Stated task:
Reproduce the lines starting with the line that contains "Report the position of each instance of the wood plank" and going on through the line that contains "223], [139, 114]]", substituting "timber board" for "wood plank" and leaving everything else unchanged. Return only those lines.
-- start Data excerpts --
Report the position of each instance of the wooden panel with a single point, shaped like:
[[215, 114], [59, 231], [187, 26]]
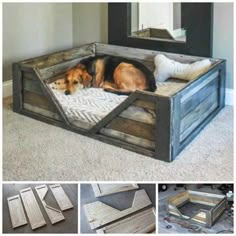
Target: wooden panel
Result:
[[106, 189], [32, 209], [194, 118], [16, 210], [55, 58], [61, 197], [38, 101], [198, 97], [140, 223], [54, 215], [139, 114], [133, 128], [99, 214], [128, 138]]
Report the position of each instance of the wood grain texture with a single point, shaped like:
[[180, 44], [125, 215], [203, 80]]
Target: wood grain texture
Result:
[[140, 223], [32, 209], [134, 128], [107, 189], [16, 210], [99, 214], [61, 197], [54, 214]]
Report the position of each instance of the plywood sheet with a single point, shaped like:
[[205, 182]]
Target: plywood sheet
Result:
[[54, 214], [99, 214], [16, 210], [106, 189], [61, 197], [140, 223], [32, 209]]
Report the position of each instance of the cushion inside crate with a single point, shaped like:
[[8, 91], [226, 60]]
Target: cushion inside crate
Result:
[[91, 105]]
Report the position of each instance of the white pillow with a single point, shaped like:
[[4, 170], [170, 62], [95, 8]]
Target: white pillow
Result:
[[166, 68]]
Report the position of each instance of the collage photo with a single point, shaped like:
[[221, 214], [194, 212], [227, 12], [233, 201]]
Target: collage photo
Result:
[[117, 117]]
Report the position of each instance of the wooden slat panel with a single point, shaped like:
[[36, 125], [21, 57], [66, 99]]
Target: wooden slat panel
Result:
[[198, 97], [100, 214], [16, 210], [107, 189], [32, 209], [140, 223], [128, 138], [139, 114], [134, 128], [61, 197], [198, 112], [38, 101]]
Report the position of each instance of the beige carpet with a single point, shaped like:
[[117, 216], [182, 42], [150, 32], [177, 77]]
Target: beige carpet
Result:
[[33, 150]]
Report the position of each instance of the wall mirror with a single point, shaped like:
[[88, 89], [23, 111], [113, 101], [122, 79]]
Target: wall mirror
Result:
[[157, 20], [184, 28]]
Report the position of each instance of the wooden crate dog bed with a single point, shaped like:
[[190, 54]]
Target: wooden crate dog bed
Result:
[[156, 124], [198, 207]]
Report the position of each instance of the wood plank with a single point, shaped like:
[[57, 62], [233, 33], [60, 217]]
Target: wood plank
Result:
[[128, 138], [145, 104], [41, 111], [32, 209], [61, 197], [198, 97], [16, 210], [134, 128], [54, 214], [99, 214], [38, 101], [107, 189], [198, 116], [140, 223], [139, 114]]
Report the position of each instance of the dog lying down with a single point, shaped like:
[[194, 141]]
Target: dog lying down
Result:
[[113, 74]]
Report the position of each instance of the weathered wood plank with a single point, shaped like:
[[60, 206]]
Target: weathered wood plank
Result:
[[140, 223], [194, 118], [99, 214], [37, 100], [198, 97], [32, 209], [134, 128], [139, 114], [55, 58], [108, 189], [16, 210], [128, 138]]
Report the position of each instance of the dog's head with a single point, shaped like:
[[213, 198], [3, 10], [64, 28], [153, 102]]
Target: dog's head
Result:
[[77, 77]]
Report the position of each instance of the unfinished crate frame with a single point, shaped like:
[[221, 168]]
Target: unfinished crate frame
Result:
[[176, 121], [203, 216]]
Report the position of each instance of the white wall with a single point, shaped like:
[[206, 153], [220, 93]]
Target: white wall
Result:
[[90, 23], [223, 43], [33, 29]]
-- end Data excerpts --
Answer:
Report the position of each instance of the timber board with a single point, shaped like:
[[57, 62], [233, 33], [60, 217]]
Target: timber board
Result:
[[128, 138], [145, 104], [41, 111], [32, 209], [61, 197], [198, 97], [16, 210], [134, 128], [54, 214], [99, 214], [38, 101], [107, 189], [198, 116], [140, 223], [139, 114]]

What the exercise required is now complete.